##### RECORDS FOR THE EXERCISE
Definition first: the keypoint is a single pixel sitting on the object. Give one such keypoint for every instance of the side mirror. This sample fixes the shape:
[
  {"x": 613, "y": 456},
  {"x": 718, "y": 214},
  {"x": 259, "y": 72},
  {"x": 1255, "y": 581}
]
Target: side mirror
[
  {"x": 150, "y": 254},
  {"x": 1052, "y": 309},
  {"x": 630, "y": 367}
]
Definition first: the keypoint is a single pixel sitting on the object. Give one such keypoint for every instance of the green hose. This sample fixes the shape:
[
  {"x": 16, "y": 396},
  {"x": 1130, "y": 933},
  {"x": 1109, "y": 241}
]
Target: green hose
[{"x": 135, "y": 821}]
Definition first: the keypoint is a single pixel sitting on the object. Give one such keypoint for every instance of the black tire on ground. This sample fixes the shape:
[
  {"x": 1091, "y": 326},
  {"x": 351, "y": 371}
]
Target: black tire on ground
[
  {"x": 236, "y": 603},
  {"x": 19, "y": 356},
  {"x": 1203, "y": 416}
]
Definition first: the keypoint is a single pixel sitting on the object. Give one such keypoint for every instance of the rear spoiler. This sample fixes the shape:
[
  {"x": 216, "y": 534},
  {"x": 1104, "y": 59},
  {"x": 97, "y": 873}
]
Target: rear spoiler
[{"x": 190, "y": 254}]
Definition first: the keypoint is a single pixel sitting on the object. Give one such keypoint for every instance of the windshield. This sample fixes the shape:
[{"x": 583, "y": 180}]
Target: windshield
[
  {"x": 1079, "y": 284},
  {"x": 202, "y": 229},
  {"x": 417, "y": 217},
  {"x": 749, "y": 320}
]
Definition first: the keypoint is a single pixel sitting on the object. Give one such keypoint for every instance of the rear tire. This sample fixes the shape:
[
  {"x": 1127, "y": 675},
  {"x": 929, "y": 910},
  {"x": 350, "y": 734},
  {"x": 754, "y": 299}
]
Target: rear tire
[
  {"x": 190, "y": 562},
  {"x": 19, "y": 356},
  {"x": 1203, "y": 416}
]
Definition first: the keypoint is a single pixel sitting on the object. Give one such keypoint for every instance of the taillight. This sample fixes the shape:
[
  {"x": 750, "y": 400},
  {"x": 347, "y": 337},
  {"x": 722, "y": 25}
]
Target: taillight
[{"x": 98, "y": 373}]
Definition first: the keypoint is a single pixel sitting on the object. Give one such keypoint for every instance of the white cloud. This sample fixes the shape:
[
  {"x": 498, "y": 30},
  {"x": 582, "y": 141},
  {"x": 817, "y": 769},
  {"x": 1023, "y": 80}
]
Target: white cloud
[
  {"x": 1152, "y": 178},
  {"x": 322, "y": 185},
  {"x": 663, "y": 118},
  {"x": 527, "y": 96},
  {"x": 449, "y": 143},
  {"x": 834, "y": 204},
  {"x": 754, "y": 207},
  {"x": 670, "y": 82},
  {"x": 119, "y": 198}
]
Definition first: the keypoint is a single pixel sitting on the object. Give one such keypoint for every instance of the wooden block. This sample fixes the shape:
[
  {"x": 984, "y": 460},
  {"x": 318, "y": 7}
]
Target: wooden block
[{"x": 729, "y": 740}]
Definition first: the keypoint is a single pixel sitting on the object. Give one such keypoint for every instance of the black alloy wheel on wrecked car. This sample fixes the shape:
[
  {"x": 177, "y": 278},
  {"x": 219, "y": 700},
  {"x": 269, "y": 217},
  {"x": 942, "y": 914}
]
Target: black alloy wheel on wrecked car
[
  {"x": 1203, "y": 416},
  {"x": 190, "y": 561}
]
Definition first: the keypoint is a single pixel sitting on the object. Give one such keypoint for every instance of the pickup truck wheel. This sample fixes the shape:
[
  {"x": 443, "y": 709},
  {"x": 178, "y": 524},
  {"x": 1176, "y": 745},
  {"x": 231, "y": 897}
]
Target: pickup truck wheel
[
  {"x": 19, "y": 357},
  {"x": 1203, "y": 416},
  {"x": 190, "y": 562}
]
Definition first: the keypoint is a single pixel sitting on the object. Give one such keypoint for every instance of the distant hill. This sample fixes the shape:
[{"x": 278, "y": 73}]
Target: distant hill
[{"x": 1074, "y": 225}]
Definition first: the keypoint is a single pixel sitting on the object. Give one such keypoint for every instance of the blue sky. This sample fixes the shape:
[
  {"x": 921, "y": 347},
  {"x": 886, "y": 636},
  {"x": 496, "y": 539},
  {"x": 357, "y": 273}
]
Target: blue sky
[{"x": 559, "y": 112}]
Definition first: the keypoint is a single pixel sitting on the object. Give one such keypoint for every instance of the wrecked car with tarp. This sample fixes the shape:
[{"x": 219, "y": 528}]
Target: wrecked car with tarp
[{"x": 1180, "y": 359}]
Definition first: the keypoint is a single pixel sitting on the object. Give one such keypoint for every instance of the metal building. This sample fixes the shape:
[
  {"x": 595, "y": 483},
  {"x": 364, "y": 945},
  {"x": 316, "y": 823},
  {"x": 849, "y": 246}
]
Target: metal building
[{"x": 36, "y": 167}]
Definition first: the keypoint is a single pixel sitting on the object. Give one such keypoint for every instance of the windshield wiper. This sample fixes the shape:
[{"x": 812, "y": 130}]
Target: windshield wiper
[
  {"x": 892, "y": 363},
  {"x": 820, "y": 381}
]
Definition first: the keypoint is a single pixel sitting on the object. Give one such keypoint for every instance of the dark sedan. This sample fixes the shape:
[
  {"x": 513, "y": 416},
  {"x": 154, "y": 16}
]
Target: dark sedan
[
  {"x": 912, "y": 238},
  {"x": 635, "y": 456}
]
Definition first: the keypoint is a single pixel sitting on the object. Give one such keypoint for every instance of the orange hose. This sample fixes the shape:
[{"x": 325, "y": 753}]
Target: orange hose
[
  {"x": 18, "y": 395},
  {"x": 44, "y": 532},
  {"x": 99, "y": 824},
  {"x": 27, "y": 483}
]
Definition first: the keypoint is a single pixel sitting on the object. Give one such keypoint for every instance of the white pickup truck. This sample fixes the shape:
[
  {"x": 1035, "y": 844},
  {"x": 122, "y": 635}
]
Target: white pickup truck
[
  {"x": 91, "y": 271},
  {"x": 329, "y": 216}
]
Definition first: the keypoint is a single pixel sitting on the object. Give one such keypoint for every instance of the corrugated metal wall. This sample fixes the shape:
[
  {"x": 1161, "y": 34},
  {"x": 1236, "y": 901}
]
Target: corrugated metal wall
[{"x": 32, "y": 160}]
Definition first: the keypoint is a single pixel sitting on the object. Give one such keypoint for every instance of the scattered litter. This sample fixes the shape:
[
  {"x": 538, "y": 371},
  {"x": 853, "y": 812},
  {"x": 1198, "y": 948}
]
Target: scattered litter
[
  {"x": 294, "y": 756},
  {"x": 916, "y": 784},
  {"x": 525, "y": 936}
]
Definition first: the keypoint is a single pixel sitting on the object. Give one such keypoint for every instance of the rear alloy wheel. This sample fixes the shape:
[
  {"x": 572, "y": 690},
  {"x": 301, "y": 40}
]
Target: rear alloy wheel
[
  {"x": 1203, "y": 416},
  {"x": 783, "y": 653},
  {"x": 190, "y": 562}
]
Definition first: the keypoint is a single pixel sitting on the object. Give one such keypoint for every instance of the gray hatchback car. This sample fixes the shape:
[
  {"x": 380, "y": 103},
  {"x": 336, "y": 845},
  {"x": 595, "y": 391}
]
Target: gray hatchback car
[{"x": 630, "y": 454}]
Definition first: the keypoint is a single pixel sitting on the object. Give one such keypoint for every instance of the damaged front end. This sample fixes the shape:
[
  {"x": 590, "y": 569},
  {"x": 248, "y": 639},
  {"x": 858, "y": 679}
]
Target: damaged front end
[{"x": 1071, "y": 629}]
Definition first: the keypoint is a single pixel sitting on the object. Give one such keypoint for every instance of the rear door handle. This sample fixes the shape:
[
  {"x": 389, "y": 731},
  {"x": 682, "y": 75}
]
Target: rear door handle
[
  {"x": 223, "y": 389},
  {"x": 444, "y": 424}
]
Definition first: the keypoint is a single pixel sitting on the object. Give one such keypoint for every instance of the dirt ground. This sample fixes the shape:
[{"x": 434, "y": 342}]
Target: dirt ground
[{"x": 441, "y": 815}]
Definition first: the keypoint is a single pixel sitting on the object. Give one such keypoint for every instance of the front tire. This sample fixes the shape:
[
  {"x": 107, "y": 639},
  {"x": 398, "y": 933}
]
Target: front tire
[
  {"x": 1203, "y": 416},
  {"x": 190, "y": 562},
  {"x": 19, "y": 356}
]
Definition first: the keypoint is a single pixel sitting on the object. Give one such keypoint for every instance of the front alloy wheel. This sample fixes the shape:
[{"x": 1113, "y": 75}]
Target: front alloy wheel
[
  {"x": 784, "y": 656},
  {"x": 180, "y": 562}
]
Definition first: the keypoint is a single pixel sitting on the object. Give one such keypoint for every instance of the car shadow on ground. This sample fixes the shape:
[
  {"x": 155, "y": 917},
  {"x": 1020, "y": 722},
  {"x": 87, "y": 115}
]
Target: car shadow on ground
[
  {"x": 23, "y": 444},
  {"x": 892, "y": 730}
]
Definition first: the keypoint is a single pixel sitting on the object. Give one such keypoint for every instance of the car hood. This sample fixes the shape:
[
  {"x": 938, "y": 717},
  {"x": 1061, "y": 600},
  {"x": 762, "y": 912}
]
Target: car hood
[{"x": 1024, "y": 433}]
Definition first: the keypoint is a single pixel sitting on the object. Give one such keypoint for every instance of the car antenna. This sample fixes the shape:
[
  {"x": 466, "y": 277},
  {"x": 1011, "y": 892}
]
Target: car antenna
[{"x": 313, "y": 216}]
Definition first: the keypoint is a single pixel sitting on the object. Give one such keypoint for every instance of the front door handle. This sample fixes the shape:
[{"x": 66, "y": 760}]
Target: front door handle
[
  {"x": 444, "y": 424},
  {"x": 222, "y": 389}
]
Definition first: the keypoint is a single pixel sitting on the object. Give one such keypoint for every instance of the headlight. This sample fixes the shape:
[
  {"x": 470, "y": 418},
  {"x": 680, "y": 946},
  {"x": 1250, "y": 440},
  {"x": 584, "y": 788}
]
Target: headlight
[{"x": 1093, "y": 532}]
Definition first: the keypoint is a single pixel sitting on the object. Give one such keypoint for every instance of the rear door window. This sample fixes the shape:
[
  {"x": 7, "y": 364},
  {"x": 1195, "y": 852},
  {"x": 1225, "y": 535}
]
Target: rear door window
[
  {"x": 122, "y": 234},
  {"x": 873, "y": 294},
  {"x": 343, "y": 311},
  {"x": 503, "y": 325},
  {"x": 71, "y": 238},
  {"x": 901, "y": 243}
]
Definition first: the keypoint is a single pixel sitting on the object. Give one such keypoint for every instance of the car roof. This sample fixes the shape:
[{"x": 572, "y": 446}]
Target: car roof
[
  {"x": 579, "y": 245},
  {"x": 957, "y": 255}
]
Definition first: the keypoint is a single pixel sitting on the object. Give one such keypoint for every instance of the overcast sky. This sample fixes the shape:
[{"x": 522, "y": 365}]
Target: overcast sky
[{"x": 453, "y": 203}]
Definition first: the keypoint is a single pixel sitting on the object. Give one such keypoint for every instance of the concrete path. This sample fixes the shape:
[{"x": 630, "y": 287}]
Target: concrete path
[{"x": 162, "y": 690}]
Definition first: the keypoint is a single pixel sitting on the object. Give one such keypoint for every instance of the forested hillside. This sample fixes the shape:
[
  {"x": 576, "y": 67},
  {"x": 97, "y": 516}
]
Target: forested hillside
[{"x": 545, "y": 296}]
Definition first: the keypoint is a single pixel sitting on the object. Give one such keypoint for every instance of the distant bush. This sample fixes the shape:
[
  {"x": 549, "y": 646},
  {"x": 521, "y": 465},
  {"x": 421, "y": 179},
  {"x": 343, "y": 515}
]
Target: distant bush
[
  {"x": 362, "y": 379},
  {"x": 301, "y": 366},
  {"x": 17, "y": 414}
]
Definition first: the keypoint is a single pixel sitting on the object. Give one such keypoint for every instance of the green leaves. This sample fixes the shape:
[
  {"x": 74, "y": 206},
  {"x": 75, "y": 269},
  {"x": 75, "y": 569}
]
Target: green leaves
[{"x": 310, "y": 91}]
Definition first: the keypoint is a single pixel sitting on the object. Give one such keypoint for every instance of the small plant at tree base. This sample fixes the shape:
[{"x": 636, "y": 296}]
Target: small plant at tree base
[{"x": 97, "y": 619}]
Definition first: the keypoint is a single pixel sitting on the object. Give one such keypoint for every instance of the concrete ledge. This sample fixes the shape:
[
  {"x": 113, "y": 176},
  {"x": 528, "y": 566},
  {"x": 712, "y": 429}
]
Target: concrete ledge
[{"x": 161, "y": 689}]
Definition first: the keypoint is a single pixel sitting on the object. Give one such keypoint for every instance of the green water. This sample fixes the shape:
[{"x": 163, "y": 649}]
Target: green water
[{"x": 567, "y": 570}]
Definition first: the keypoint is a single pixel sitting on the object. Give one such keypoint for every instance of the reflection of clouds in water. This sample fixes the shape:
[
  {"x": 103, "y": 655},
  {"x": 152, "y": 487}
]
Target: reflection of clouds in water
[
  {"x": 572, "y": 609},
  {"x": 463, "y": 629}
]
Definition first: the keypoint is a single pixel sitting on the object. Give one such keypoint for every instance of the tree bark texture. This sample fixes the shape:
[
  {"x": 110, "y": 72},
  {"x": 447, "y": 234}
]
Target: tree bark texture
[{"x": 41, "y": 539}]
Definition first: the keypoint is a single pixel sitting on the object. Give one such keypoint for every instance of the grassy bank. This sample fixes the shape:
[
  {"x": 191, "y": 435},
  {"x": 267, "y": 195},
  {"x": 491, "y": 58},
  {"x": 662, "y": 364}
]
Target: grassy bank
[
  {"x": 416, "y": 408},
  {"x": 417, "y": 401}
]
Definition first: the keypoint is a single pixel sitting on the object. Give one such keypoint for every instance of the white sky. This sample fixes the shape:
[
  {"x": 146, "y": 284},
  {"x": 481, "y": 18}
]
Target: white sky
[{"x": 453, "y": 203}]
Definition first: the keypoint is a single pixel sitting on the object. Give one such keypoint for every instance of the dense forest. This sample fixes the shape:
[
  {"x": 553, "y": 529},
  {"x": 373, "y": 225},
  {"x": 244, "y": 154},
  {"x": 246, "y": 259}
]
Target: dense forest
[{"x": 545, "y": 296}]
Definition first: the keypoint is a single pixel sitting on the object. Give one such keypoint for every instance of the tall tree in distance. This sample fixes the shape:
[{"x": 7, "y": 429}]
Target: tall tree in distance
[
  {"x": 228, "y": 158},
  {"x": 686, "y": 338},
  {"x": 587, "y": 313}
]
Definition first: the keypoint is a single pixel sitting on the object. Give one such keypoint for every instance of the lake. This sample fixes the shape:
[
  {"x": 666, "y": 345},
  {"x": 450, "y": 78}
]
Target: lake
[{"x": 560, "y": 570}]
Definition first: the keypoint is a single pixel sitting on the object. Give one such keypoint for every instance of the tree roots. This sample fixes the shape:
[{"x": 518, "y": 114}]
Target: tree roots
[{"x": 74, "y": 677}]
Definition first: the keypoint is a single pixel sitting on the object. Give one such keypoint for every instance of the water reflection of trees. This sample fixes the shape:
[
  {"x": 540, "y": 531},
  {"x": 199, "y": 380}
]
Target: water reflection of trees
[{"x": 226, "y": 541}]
##########
STATED GOAL:
Every line from the one containing "of the tall" through the last line of the entries must be written out verbatim, and no other line.

TASK SOLUTION:
Definition first: the keypoint is a single pixel sitting on the object. Give one such keypoint for every instance of the tall tree in distance. This sample fixes the shape:
[{"x": 7, "y": 429}]
Target: tall tree in distance
[
  {"x": 228, "y": 158},
  {"x": 686, "y": 338},
  {"x": 587, "y": 313}
]
Definition first: the keypoint is a single pixel sitting on the object. Give one such keypoint for every instance of the lake. This sample fixes the shape:
[
  {"x": 666, "y": 345},
  {"x": 450, "y": 78}
]
Target: lake
[{"x": 560, "y": 570}]
Definition first: the keypoint is a single pixel sitting on the object. Give one such keypoint for every instance of the tree roots. This sample fixes the shape:
[{"x": 518, "y": 114}]
Target: tree roots
[{"x": 74, "y": 677}]
Definition first: the keypoint is a single pixel sitting on the object. Give one such keypoint for every instance of the water reflection of trees. This sample fixes the shape:
[
  {"x": 540, "y": 531},
  {"x": 199, "y": 380}
]
Target: water reflection of trees
[{"x": 226, "y": 541}]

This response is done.